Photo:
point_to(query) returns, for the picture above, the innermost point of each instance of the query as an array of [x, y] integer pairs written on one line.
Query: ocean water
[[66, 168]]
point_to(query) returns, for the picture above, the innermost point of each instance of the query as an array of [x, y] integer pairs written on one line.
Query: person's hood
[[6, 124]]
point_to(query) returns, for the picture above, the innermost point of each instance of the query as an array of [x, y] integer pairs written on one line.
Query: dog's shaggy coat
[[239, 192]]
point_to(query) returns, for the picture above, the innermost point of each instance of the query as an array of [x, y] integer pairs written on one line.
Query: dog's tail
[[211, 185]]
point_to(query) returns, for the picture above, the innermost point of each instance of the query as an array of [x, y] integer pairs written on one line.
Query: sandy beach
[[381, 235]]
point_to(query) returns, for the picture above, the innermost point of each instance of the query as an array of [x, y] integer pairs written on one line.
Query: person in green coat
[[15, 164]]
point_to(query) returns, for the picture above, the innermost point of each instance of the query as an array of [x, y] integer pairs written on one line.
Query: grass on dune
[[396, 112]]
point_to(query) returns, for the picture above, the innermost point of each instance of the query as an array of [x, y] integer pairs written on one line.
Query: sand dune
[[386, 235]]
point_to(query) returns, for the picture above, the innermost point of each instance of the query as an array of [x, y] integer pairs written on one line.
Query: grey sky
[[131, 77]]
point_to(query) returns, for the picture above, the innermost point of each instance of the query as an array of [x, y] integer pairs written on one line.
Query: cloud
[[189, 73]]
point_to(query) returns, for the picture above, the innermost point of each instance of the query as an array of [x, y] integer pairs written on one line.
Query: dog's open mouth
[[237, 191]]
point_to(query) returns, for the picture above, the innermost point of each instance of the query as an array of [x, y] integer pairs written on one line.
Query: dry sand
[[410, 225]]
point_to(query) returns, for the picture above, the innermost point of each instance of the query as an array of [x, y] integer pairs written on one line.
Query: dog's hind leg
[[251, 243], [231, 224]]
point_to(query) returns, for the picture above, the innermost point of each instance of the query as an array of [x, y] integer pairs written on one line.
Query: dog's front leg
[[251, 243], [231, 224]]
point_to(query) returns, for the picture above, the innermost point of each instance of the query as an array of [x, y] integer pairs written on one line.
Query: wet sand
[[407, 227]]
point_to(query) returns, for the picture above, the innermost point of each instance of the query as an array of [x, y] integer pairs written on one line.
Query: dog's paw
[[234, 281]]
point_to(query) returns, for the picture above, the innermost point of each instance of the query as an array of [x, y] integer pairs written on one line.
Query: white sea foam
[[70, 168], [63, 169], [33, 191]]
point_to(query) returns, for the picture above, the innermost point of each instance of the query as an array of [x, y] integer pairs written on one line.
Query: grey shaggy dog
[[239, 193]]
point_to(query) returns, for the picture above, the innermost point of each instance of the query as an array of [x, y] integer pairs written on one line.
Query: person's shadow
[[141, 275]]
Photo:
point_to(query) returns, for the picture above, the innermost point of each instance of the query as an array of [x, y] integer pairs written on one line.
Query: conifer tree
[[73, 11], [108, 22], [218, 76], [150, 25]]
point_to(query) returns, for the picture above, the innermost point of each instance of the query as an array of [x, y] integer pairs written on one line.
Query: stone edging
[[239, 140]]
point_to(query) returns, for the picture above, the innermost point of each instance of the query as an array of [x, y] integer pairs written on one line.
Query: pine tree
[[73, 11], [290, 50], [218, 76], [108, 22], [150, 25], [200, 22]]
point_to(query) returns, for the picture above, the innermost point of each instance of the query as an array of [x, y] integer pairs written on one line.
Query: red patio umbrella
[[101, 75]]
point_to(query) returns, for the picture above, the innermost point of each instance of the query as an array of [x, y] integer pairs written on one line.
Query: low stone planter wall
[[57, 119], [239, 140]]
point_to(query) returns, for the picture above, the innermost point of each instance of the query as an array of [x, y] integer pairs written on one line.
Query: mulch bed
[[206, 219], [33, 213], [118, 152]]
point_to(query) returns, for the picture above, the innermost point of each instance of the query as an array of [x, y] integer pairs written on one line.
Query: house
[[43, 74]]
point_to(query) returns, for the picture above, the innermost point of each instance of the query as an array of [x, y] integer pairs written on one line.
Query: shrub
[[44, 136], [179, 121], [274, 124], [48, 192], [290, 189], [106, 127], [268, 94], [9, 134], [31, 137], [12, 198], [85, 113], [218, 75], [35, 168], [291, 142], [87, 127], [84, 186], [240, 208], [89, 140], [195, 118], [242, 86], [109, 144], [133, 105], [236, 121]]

• **Activity**: All of the data above needs to be retyped exactly, with each line as it stands.

• **Result of this exercise**:
Photo:
point_to(query) returns, for the picture above, the innermost point of each instance of the query as an array of [x, y] integer pairs written on one line.
Query: ocean water
[[66, 168]]
point_to(query) returns, for the picture above, the innermost point of each instance of the query as an array of [x, y] integer pairs written on one line.
Query: person's hood
[[6, 124]]
point_to(query) returns, for the picture above, the innermost point of each instance of the query as an array of [x, y] integer pairs written on one line.
Query: dog's shaggy coat
[[239, 192]]
point_to(query) returns, for the picture above, the innermost point of each instance of the query as an array of [x, y] integer pairs written on one line.
Query: dog's tail
[[211, 185]]
point_to(query) returns, for the picture above, the innermost point of each instance of the query as an array of [x, y] integer pairs written on one line.
Query: sandy beach
[[381, 235]]
point_to(query) returns, for the picture above, the innermost point of each instance of the query as an array of [x, y] integer pairs written on one line.
Query: person in green coat
[[15, 164]]
point_to(query) returns, for the picture above, the innermost point of each instance of the query as an array of [x, y] integer pairs written on one line.
Query: grass on dune
[[396, 112]]
point_to(query) returns, for the picture above, the innermost point of each instance of the query as an array of [x, y] integer pairs written on one line.
Query: sand dune
[[386, 235]]
point_to(query) returns, for the picture above, the innermost point of each instance of the query as an array of [x, y] integer pairs written on one line.
Query: grey sky
[[131, 77]]
point_to(query) returns, for the picture above, the innermost point of each instance of the query as an array of [x, y] integer pairs written on one line.
Query: cloud
[[189, 73]]
point_to(query) returns, for the picture above, the innermost point of each instance of the query as an array of [x, y] integer pairs written on one line.
Query: dog's open mouth
[[237, 191]]
point_to(query) returns, for the picture above, the innermost point of each instance of the query as an array of [x, y] integer pairs written on one line.
Query: dry sand
[[410, 225]]
point_to(query) returns, for the picture above, the innermost point of each instance of the query as an array of [x, y] integer pairs written on one line.
Query: dog's hind leg
[[251, 243], [231, 224]]
point_to(query) returns, for the picture above, the innermost point of each instance of the query as an array of [x, y] integer pairs written on one line.
Query: dog's front leg
[[251, 243], [231, 224]]
point_to(query) returns, for the picture above, the innermost point of each instance of the query as an array of [x, y] integer pairs written on one line.
Query: wet sand
[[407, 227]]
point_to(query) returns, for the picture above, the innermost point of each instance of the query as an array of [x, y] integer pairs written on one line.
Query: dog's paw
[[234, 281]]
point_to(query) returns, for the picture above, the innermost point of each instance of the query as an array of [x, y] integer pairs written on one line.
Query: white sea foam
[[70, 168], [63, 169], [33, 191]]
point_to(query) returns, for the picture above, the innermost point of each instance of the query as an array of [x, y] integer pairs written on one line.
Query: grey shaggy dog
[[239, 193]]
point_to(query) returns, for the picture above, the innermost point of each instance of the query as an array of [x, y] integer pairs written on one line.
Query: person's shadow
[[141, 275]]
Photo:
point_to(query) returns, for the picture above, the innermost point of each instance of the query as an array of [x, y] integer pairs written on one line.
Query: conifer tree
[[73, 11], [108, 22], [218, 76], [150, 25]]
point_to(query) returns, for the picture above, the innermost point of each instance of the query as an array of [x, y] integer pairs written on one line.
Query: stone edging
[[239, 140]]
point_to(query) returns, for the picture above, the innermost point of each instance of the query as an array of [x, y] integer pairs written on one line.
Query: pine tree
[[73, 11], [290, 50], [218, 76], [108, 22], [150, 25], [200, 22]]
point_to(query) returns, for the picture above, the innermost point of each instance of the query as an array of [x, y] integer pairs written on one line.
Query: red patio umbrella
[[101, 75]]
point_to(query) returns, for the picture above, the innermost point of each instance of the query as an array of [x, y] integer pairs written on one line.
Query: low stone planter wall
[[57, 119], [239, 140]]
point_to(query) returns, for the picture above, the innermost point of each instance of the query as an array of [x, y] integer pairs written on one line.
Query: mulch bed
[[206, 219], [33, 213], [118, 152]]
point_to(query) returns, for the picture above, the innermost point of each instance of the query as an array of [x, y] integer pairs written on one line.
Query: house
[[43, 74]]
point_to(query) returns, for the picture above, the innermost point of each instance of the query as an array of [x, y] integer pairs written on one line.
Query: shrub
[[44, 136], [179, 121], [274, 124], [48, 192], [290, 189], [106, 127], [268, 94], [9, 134], [31, 137], [12, 198], [85, 113], [218, 75], [35, 168], [291, 142], [87, 127], [84, 186], [240, 208], [89, 140], [195, 118], [242, 86], [109, 144], [133, 105], [236, 121]]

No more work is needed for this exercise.